Exercise prompt: Return the records below exactly; pictures stay out.
[[ Data records open ]]
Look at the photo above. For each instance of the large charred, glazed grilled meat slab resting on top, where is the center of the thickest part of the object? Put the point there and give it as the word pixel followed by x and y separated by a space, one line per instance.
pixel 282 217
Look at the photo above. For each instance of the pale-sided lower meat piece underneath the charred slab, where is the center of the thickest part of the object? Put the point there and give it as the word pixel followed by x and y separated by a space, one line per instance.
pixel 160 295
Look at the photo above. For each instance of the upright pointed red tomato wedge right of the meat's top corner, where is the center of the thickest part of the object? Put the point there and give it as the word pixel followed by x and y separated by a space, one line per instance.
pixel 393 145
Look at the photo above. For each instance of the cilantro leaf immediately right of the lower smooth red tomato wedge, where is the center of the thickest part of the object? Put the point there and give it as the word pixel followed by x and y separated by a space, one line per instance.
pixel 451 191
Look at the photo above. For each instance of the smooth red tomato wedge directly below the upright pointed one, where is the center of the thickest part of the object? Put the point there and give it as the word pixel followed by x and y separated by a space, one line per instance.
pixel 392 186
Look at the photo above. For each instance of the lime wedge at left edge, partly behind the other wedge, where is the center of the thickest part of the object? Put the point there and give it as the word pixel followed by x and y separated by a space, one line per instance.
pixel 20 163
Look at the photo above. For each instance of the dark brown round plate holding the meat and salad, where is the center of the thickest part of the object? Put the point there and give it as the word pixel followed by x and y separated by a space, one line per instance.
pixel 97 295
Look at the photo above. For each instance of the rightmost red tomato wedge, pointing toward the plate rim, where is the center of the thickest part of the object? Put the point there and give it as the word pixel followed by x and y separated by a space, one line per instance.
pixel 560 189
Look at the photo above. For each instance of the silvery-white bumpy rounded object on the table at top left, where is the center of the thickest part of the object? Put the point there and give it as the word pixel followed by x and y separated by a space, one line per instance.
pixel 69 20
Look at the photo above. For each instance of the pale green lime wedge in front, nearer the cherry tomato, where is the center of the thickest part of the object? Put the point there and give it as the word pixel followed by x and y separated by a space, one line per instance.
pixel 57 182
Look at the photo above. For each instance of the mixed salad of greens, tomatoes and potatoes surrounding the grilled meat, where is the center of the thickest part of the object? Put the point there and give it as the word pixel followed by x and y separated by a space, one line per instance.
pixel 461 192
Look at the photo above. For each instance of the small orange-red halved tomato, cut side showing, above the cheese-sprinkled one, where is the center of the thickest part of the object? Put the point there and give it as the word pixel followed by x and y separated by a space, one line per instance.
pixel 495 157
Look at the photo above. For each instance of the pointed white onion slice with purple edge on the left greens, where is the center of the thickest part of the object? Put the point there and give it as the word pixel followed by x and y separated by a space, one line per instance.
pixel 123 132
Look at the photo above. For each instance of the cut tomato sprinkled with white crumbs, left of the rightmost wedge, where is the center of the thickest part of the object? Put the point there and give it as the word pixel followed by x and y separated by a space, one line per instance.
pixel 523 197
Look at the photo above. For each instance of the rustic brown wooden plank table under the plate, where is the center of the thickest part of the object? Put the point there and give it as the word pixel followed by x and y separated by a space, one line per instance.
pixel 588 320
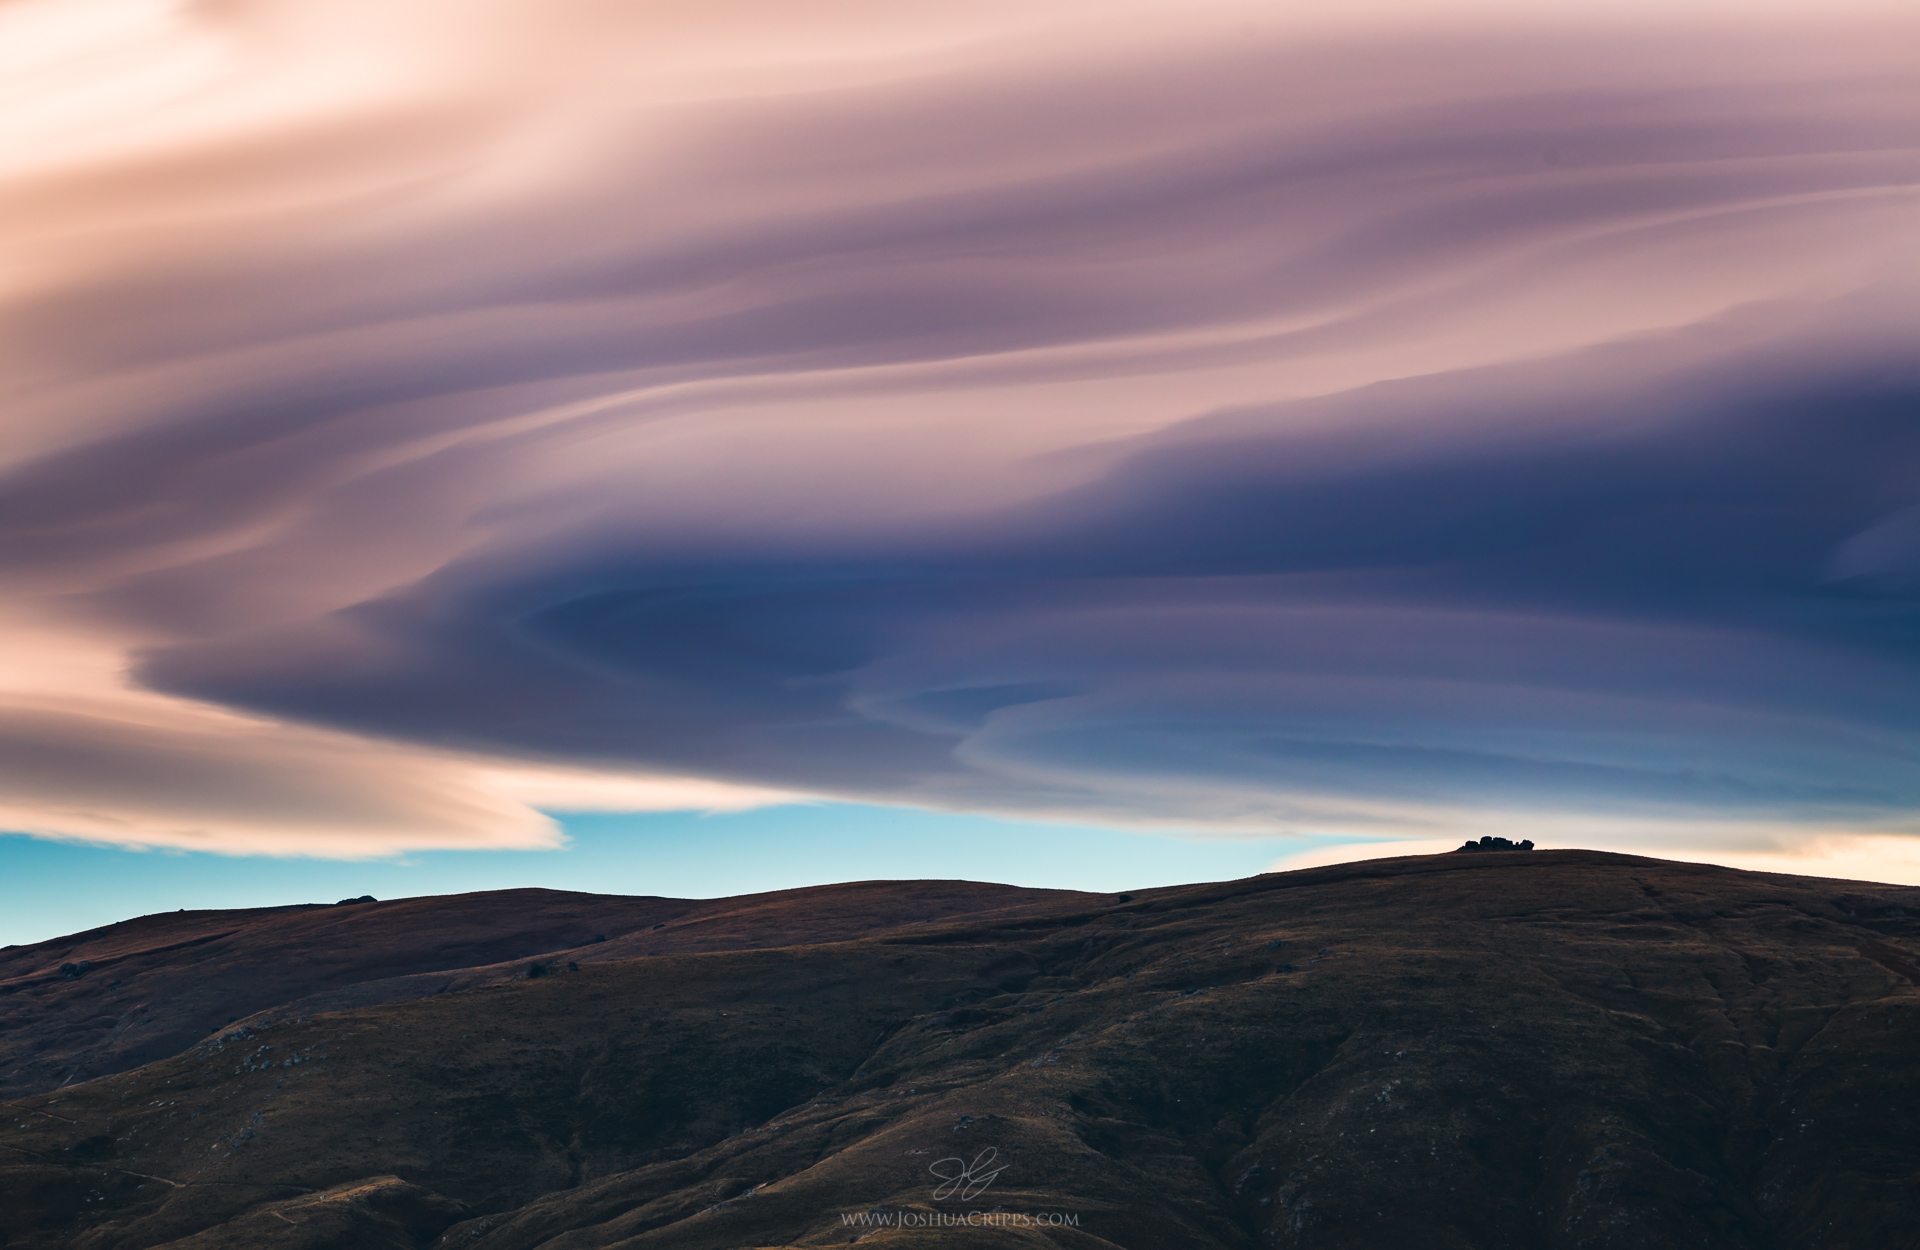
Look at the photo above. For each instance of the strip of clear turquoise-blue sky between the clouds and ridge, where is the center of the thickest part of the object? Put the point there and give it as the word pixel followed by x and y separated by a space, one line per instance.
pixel 49 888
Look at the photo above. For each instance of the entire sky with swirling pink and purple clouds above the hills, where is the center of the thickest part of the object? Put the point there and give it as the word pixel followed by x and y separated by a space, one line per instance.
pixel 496 433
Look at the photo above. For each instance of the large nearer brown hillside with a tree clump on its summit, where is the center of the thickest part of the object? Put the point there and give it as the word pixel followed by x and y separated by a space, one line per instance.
pixel 1533 1049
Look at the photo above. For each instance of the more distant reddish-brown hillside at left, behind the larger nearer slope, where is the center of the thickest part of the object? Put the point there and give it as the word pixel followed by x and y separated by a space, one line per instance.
pixel 160 984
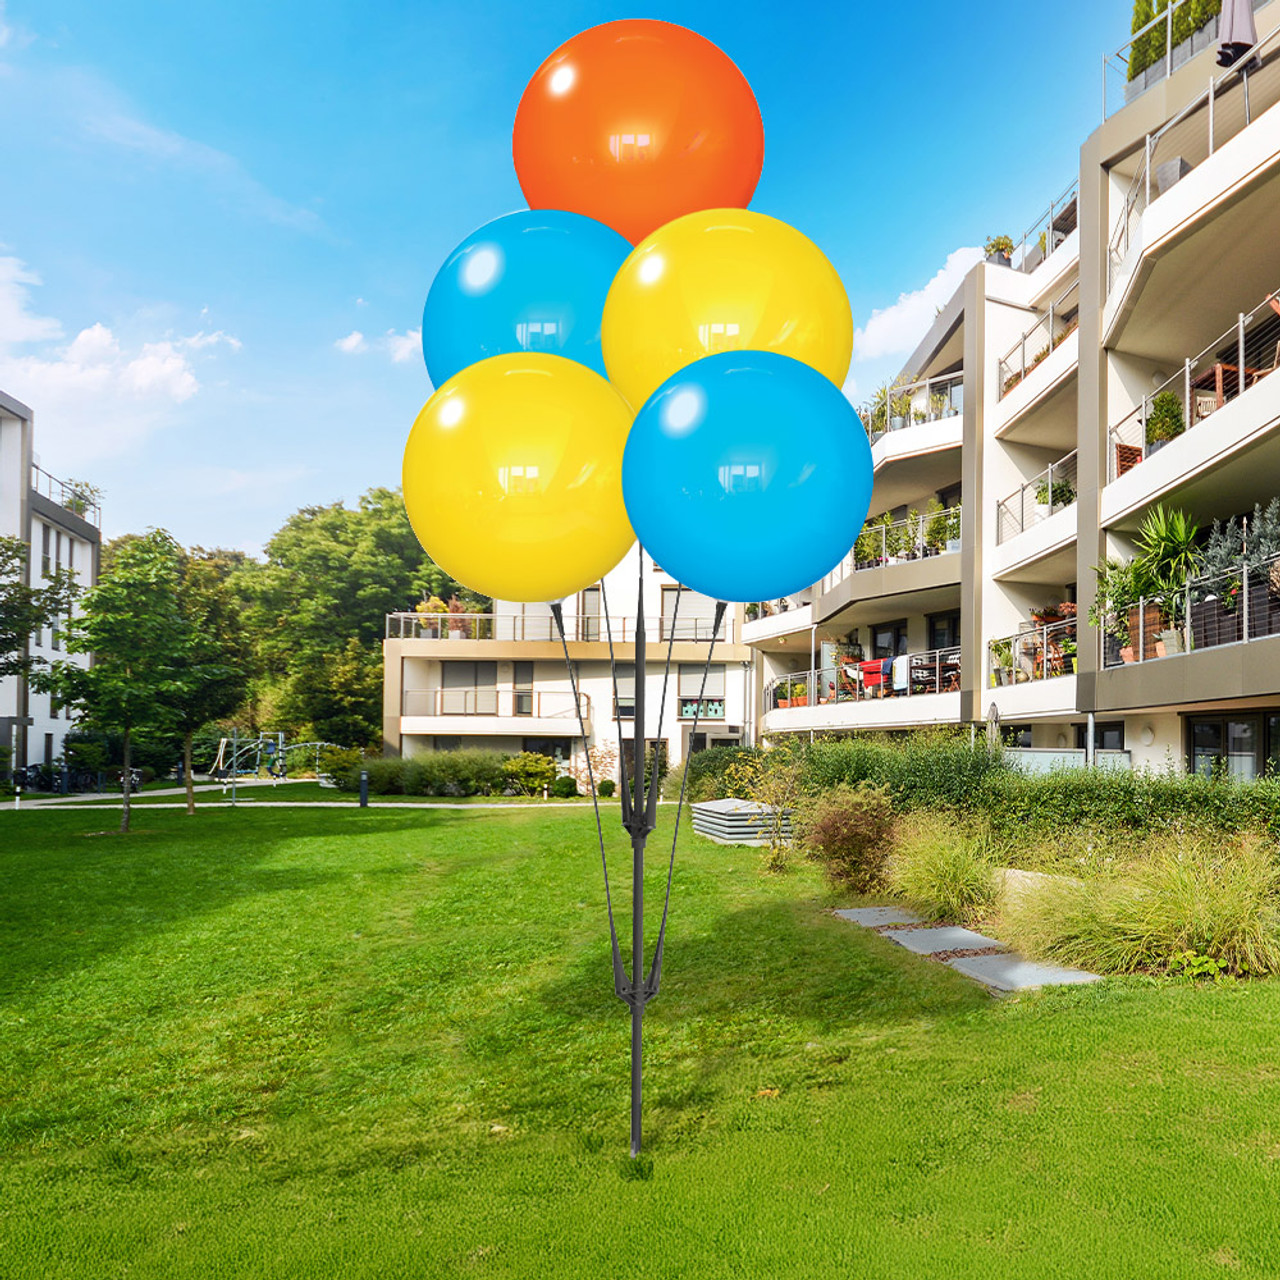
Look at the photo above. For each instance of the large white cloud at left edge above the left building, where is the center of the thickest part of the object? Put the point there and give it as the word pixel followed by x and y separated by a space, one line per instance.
pixel 94 396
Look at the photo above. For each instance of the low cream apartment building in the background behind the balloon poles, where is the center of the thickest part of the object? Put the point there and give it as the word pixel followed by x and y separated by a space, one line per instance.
pixel 500 680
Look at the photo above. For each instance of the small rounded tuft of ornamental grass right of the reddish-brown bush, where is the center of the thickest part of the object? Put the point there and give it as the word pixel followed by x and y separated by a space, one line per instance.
pixel 945 874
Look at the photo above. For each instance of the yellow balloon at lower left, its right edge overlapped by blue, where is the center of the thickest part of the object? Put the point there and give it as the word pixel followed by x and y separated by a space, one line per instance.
pixel 514 477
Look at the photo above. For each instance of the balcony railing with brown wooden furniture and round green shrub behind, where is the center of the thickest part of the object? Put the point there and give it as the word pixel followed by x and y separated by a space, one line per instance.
pixel 1228 367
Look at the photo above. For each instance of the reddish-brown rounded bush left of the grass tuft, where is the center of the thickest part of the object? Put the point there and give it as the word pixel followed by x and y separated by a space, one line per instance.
pixel 851 831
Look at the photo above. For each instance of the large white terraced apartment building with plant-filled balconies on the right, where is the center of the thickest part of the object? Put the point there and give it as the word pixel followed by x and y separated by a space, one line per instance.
pixel 1118 360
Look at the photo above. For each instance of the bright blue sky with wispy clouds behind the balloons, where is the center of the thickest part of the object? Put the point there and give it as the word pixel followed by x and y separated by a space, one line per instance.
pixel 204 204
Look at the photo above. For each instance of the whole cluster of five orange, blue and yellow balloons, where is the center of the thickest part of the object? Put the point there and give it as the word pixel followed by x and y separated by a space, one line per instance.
pixel 684 391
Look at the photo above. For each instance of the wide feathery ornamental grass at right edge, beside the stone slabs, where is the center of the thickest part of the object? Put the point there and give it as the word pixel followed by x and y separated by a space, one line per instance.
pixel 1210 899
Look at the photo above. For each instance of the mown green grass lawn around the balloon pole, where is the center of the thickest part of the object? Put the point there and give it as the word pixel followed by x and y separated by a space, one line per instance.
pixel 383 1044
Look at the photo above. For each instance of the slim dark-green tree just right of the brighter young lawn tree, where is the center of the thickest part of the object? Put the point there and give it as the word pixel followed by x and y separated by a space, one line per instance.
pixel 217 652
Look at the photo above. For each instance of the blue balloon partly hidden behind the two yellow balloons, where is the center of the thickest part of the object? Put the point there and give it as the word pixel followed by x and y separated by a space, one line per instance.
pixel 533 281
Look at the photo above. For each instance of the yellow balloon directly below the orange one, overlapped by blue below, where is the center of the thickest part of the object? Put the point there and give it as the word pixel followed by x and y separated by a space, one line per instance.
pixel 723 280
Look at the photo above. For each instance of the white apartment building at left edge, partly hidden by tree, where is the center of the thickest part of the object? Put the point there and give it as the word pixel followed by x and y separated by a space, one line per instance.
pixel 60 522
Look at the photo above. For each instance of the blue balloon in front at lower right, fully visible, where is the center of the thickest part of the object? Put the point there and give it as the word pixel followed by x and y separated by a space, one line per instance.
pixel 747 476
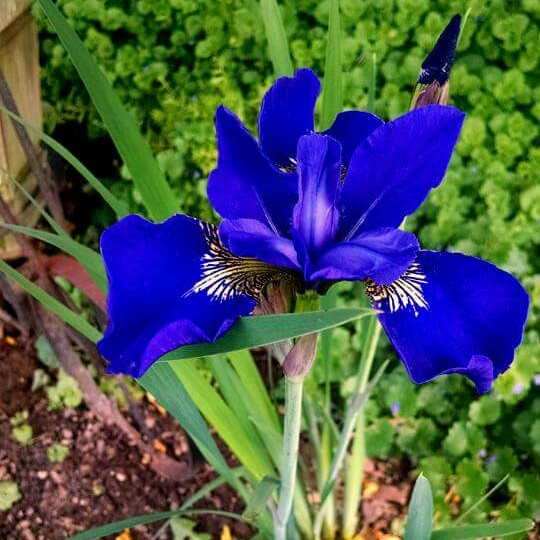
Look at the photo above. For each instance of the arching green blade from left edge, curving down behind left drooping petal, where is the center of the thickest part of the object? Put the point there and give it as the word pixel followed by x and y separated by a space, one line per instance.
pixel 91 260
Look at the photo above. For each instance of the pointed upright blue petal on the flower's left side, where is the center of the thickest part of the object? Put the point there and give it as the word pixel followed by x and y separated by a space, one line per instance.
pixel 244 184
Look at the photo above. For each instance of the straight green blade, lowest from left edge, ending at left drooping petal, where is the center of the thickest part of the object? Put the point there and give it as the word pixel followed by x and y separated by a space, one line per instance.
[[ Data records closed ]]
The answer:
Look at the photo above. For each instance of the large charred, glazed grilled meat slab resting on top, where is the center of the thickest part of the object? Put the point there and give it as the word pixel followed by x and y separated by a space, one line per instance.
pixel 282 217
Look at the photo above. For each instance of the pale-sided lower meat piece underneath the charred slab, where is the center of the thickest part of the object? Put the point there and give it as the word pixel followed by x and y separated by a space, one line per instance.
pixel 160 295
Look at the photo above. For each instance of the upright pointed red tomato wedge right of the meat's top corner, where is the center of the thickest part of the object? Put the point there and give it as the word pixel followed by x and y separated by a space, one line per instance.
pixel 393 145
Look at the photo above. For each instance of the cilantro leaf immediately right of the lower smooth red tomato wedge, where is the center of the thickest part of the object? Put the point there and give it as the word pixel followed by x and y separated by a space, one line per instance.
pixel 451 191
Look at the photo above. For each instance of the smooth red tomato wedge directly below the upright pointed one, where is the center of the thickest part of the object? Put the point there and give it as the word pixel followed by x and y separated by a space, one line per instance.
pixel 392 186
Look at the photo above. For each instance of the lime wedge at left edge, partly behind the other wedge, where is the center of the thickest part of the object? Put the point there and give it as the word pixel followed by x and y separated by a space, one line per instance.
pixel 20 163
Look at the photo above. For each instance of the dark brown round plate holding the meat and salad, where is the center of the thickest part of the object? Put the point there and give it as the word pixel followed by x and y separated by a space, one line per instance.
pixel 97 295
Look at the photo above. For each instance of the rightmost red tomato wedge, pointing toward the plate rim, where is the center of the thickest part of the object? Put the point there and give it as the word pixel followed by x and y separated by a space, one line per instance.
pixel 560 189
Look at the photo above. For each instance of the silvery-white bumpy rounded object on the table at top left, where is the center of the thickest part of the object? Put the point there and give it as the word pixel followed by x and y separated by a space, one line per instance.
pixel 69 20
Look at the photo above. For each instance of the pale green lime wedge in front, nearer the cherry tomato, where is the center of the thickest part of the object? Put the point there and give it as the word pixel followed by x and y separated by a space, one line per instance.
pixel 57 182
Look at the photo above. For each instance of the mixed salad of greens, tomatoes and potatoes surrounding the grilled meat, where is the center of the thickest part of the object? Put the point there and give it as the word pixel followed by x and y separated by a space, one line per instance.
pixel 461 192
Look at the photo above. For each instance of the small orange-red halved tomato, cut side showing, above the cheese-sprinkled one, where is the center of the thickest part of the object? Put the point there and give it as the word pixel followed by x and y separated by a space, one line per instance.
pixel 495 157
Look at the photo above. For each instance of the pointed white onion slice with purple edge on the left greens, where is the center of the thickest part of the object? Put the point there and give it as the word pixel followed by x and y separated by a space, one line per instance.
pixel 123 132
Look at the photo above. For each instance of the cut tomato sprinkled with white crumbs, left of the rightmost wedge, where is the center of the thickest part of the object? Put the point there and give it as the word pixel followed by x and y separated by a space, one line per instance.
pixel 523 197
Look at the photo above. For each instance of the rustic brown wooden plank table under the plate, where is the center of the thickest part of the object? Put the point there and give it as the word pixel followed by x and y separated by a space, one line per instance.
pixel 588 320
Look at the photo above. For each instance of the strip of clear turquoise-blue sky between the clouds and ridge, where is the center of the thickest part of the object? Put the point there and give it as the word pixel followed by x and y separated by a space, one line per instance.
pixel 49 888
Look at the photo above. For each instance of the entire sky with swirling pink and purple clouds above the hills, where is the center of the thickest part of the object? Put the point there and give it as the word pixel followed by x and y separated by a space, one line per instance.
pixel 496 433
Look at the photo above. For each instance of the large nearer brown hillside with a tree clump on its summit, where is the center of the thickest part of the object? Put the point there and give it as the word pixel followed by x and y separated by a space, one line per instance.
pixel 1533 1049
Look at the photo above. For each instance of the more distant reddish-brown hillside at left, behind the larger nearer slope, where is the center of the thickest part of the object? Put the point there and give it as the word pixel followed by x and y separated by a space, one line per instance.
pixel 160 984
Look at the photo above. For each instance of the large white cloud at left edge above the left building, where is the center of the thickest part of the object? Put the point there and give it as the word pixel followed by x and y separated by a space, one line per instance.
pixel 94 396
Look at the photo above. For each instance of the low cream apartment building in the background behind the balloon poles, where is the center of the thickest part of the object? Put the point there and give it as the word pixel followed by x and y separated by a space, one line per instance.
pixel 500 680
Look at the photo above. For each instance of the small rounded tuft of ornamental grass right of the reddish-brown bush, where is the center of the thickest part of the object? Put the point there and give it as the word pixel followed by x and y separated by a space, one line per instance.
pixel 945 874
Look at the photo above. For each instance of the yellow balloon at lower left, its right edge overlapped by blue, where is the center of the thickest part of the object? Put the point there and give it as the word pixel followed by x and y separated by a space, one line per instance.
pixel 514 477
Look at the photo above. For each instance of the balcony railing with brown wooden furniture and round green shrub behind, where is the center of the thickest part of the object? Put the point there and give it as the word pixel followed by x and y separated by a space, one line per instance.
pixel 1228 367
Look at the photo above. For each instance of the reddish-brown rounded bush left of the grass tuft, where is the center of the thickest part of the object? Put the point there and give it as the word pixel followed by x and y separated by a space, one line per instance.
pixel 851 831
Look at the photo above. For each instance of the large white terraced apartment building with plant-filled balconies on the right, where is the center of the thickest part of the object? Put the point there and give it as the word pixel followed by x and y separated by a space, one line per instance.
pixel 1118 360
Look at the photo above. For each instance of the bright blue sky with wispy clouds behind the balloons, where is the center of the thickest part of the object? Put the point there and give it as the word pixel followed by x and y separated by a space, one line per instance.
pixel 204 204
Look at the photo above. For each instance of the whole cluster of five orange, blue and yellow balloons, where is the center of the thickest part of the object? Put the point there and give it as the word pixel followed by x and y separated by a space, one line per instance.
pixel 684 391
Look at the photo above. For each instance of the wide feathery ornamental grass at right edge, beside the stone slabs, where is the center of the thickest part of the object? Put the point there and give it as the word pixel followed by x and y separated by a space, one line per instance.
pixel 1210 899
Look at the photo above. For each instance of the mown green grass lawn around the balloon pole, where is the center of the thickest part of the object? Put the point there and give it as the word pixel followed by x and y separated by a space, one line per instance.
pixel 383 1044
Look at the photo above. For each instance of the slim dark-green tree just right of the brighter young lawn tree, where is the center of the thickest part of the object? Put the point there and give it as the word pixel followed by x and y separated by a space, one line per instance.
pixel 217 652
Look at the photo above. For each instance of the blue balloon partly hidden behind the two yellow balloons, where is the center of the thickest part of the object? Put the point there and give it as the word pixel followed by x and y separated by a space, one line per instance.
pixel 533 281
Look at the photo above. For each instance of the yellow balloon directly below the orange one, overlapped by blue below, where is the center of the thickest part of the object? Put the point there and give it as the word pixel followed by x and y separated by a space, one line per instance.
pixel 723 280
Look at the photo above. For each instance of the white apartment building at left edge, partly hidden by tree, where is the center of the thickest part of the object? Put the point there and give it as the word pixel followed by x and y separated by a space, one line per instance.
pixel 60 522
Look at the photo above. For each instance of the blue balloon in front at lower right, fully visible, where is the center of the thickest part of the object? Put the point there and give it as the word pixel followed by x and y separated by a space, one line per instance.
pixel 747 476
Look at the photo above. For each instance of the arching green blade from left edge, curving down behind left drooping petal, where is the center of the thickest part of the object? Put the point there and give it as the word pixel followed by x and y separated by a space, one line per instance.
pixel 91 260
Look at the photo above. For each instance of the pointed upright blue petal on the flower's left side, where is the center of the thickest part of the object? Put the point there and give it as the word pixel followed by x and y separated by a space, one line per instance.
pixel 244 184
Look at the photo above. For each instance of the straight green blade, lowest from left edge, ending at left drooping petal, where is the center of the thickest part of the object? Put the point there and give it as the word pixel followed by x and y separated by a space, one line per instance.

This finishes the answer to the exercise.